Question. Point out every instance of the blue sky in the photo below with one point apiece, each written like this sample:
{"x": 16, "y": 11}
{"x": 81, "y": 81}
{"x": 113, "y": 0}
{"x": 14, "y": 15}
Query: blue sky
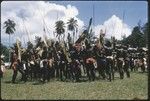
{"x": 108, "y": 15}
{"x": 134, "y": 10}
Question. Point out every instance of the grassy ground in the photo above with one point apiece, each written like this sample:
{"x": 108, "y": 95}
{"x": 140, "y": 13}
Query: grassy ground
{"x": 128, "y": 88}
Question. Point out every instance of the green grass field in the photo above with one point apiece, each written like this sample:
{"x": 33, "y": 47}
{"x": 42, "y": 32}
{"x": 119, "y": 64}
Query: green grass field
{"x": 128, "y": 88}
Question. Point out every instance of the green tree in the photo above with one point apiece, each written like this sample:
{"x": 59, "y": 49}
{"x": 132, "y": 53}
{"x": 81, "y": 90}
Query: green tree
{"x": 60, "y": 30}
{"x": 9, "y": 26}
{"x": 136, "y": 39}
{"x": 5, "y": 52}
{"x": 72, "y": 26}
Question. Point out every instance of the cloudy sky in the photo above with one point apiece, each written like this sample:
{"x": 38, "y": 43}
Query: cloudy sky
{"x": 34, "y": 15}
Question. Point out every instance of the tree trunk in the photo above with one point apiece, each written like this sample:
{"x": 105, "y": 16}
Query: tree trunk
{"x": 9, "y": 48}
{"x": 73, "y": 36}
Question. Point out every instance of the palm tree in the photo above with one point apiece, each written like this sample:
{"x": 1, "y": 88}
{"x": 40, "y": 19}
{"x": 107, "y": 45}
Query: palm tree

--------------------------------

Rewrite the listing above with each "Query" changed to "Label" and nothing else altered, leaving out the pictures.

Question. Point out every instance of the blue sky in the photo below with one point apiece, each written like this sample:
{"x": 16, "y": 11}
{"x": 81, "y": 81}
{"x": 113, "y": 0}
{"x": 14, "y": 15}
Label: blue sky
{"x": 108, "y": 15}
{"x": 134, "y": 10}
Question. Point out every instance of the grassy ground in the photo above with one point apiece, each written like this sample:
{"x": 108, "y": 95}
{"x": 140, "y": 13}
Label: grassy ground
{"x": 128, "y": 88}
Question. Point out every instance of the green grass field in the photo above with one point apiece, each written like this sample:
{"x": 33, "y": 47}
{"x": 42, "y": 32}
{"x": 119, "y": 64}
Label: green grass field
{"x": 128, "y": 88}
Question. Point out every instance of the green tree in the photo above with one point apiece, each written like this sample:
{"x": 59, "y": 49}
{"x": 132, "y": 53}
{"x": 81, "y": 90}
Label: green tree
{"x": 60, "y": 30}
{"x": 9, "y": 26}
{"x": 136, "y": 39}
{"x": 5, "y": 52}
{"x": 72, "y": 26}
Question. Point out every instance of the cloudy sky in the photo above with one point apiece, each written like this sample:
{"x": 38, "y": 43}
Label: cloudy sky
{"x": 34, "y": 15}
Question. Point out every instance of the tree trunk in the photo above with one point apiece, each written like this sample:
{"x": 105, "y": 16}
Label: tree trunk
{"x": 9, "y": 48}
{"x": 73, "y": 36}
Question. Point out every instance of the palm tree in the photo above with one point apiece, each written like this sample:
{"x": 1, "y": 88}
{"x": 40, "y": 19}
{"x": 107, "y": 45}
Label: palm tree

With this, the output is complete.